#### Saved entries
· · · ·
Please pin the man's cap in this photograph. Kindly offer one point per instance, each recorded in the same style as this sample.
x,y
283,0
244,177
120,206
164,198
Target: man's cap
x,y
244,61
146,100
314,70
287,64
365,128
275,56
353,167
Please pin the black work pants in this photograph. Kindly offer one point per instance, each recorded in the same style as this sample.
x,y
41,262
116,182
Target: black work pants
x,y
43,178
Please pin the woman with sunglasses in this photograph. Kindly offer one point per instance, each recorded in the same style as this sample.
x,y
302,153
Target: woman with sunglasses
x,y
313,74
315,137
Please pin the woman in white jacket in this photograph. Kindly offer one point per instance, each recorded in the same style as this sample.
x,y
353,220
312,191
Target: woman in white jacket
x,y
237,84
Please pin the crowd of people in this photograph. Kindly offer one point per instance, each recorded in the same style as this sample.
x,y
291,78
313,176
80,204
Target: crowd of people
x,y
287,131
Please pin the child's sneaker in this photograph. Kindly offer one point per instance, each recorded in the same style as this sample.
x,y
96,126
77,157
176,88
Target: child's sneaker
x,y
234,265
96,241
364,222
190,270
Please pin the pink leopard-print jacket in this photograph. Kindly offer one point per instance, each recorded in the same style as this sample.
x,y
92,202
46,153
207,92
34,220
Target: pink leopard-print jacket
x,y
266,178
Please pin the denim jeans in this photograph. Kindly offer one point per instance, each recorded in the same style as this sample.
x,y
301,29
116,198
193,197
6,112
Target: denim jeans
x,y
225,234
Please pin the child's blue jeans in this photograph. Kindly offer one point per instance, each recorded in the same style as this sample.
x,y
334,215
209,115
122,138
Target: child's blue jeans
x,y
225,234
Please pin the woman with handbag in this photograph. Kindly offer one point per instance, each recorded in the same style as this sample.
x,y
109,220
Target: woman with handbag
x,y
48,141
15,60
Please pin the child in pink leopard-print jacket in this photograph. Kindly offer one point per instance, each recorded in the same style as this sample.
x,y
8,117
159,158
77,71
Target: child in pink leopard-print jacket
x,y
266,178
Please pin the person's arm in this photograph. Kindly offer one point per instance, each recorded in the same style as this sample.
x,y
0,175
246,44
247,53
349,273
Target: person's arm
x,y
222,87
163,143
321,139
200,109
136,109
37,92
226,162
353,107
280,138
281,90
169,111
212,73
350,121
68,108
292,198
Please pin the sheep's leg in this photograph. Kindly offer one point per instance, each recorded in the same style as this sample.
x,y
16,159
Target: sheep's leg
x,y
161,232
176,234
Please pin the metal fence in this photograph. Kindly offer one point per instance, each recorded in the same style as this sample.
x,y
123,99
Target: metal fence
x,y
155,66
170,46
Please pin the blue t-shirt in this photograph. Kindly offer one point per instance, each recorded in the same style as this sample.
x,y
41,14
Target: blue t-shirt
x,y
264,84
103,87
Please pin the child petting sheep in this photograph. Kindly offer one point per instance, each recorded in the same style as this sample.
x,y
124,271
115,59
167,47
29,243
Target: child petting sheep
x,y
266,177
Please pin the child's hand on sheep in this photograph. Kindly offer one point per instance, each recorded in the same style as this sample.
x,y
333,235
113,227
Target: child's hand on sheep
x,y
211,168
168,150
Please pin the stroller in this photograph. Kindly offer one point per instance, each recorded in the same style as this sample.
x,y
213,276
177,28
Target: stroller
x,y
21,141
· · · ·
Reproduce every line above, keeping each word exactly as it appears.

#### Your response
Please pin the man's cap in this photograph. Kindly offer one point per instance, each recorded in the same style as this sample.
x,y
283,0
244,177
120,206
164,198
Target: man's cap
x,y
244,61
146,100
314,70
287,64
365,128
275,56
353,167
Please pin the black work pants in this photograph. Kindly offer one point per instance, each recorded in the same style as this sample.
x,y
41,262
116,182
Target: black work pants
x,y
43,178
Please pin the woman with sunglasses in this photograph. Kindly offer one point per instance, each recorded in the same style as this sample.
x,y
302,153
Target: woman with sunglasses
x,y
313,74
315,137
Please pin the woman in white jacket in this photograph. Kindly offer one point per instance, each recorded in the same style as this sample.
x,y
353,220
312,191
Target: woman in white jacket
x,y
237,84
Please pin the crowd of people in this photograph. Kindly offer one point per instance, each recorded in the same style as this sample.
x,y
291,78
313,176
80,204
Target: crowd of people
x,y
287,131
Please pin the child's sneaker in this photograph. Kindly offer one point per instance, each recorded in the same style as this sample.
x,y
96,126
77,157
176,88
Target: child's sneaker
x,y
234,265
96,241
364,222
190,270
Please pin the pink leopard-print jacket in this photograph. Kindly offer one point per instance, each recorded in the same style as this sample.
x,y
92,202
46,153
207,92
34,220
Target: pink leopard-print jacket
x,y
266,178
Please pin the denim jeans in this photograph. Kindly offer one point per instance, each recorded in the same style as this sample.
x,y
301,29
116,198
193,197
6,112
Target: denim jeans
x,y
225,234
Please pin the child's blue jeans in this photograph. Kindly offer one point per instance, each recorded in the same style as this sample.
x,y
334,215
209,115
122,138
Target: child's blue jeans
x,y
225,234
Please pin the woman with handbag in this photograph. Kindly offer one point per instance, each recorded in the same style as this sample.
x,y
109,220
Target: woman with handbag
x,y
48,141
15,60
Please pin the child in pink leopard-print jacket in this photograph. Kindly offer one point per instance, each recorded in the same style as this sample.
x,y
8,117
159,158
77,71
Target: child in pink leopard-print jacket
x,y
266,178
Please pin the person's arm in this photograph. Kindly offer one point per instance, each recorded in the same style as this sample.
x,y
0,175
246,44
247,53
349,273
Target: person's arm
x,y
222,87
163,143
321,139
200,109
136,109
37,92
226,162
353,107
280,138
281,90
169,111
212,73
350,121
68,108
292,198
Please pin the sheep's leg in this photograph. Kindly offer one point per instance, each recorded in the same style as this sample.
x,y
16,159
Target: sheep's leg
x,y
161,232
176,234
Please pin the metal fence in this photograph. Kindly offer one point per instance, each recorded in the same style as this sample.
x,y
123,99
Target: metal fence
x,y
155,66
170,46
Please pin the blue t-shirt in this photograph. Kindly offer one point per instance, each recorded in the same style as this sample.
x,y
41,14
Target: blue t-shirt
x,y
264,84
103,87
Please pin the child petting sheep in this photograph. Kindly offer one point per instance, each recorded in the same style as this sample.
x,y
124,271
115,59
167,47
29,243
Target: child petting sheep
x,y
266,177
Please pin the child's hand on sheep in this photograph. Kindly offer one point per instance, each recorded in the same style as this sample.
x,y
333,235
113,227
Target: child's hand on sheep
x,y
211,168
168,150
Please pin the stroller in this photograph. Kindly offer one point per instance, each recorded in the same style as this sample.
x,y
213,276
177,28
Target: stroller
x,y
21,141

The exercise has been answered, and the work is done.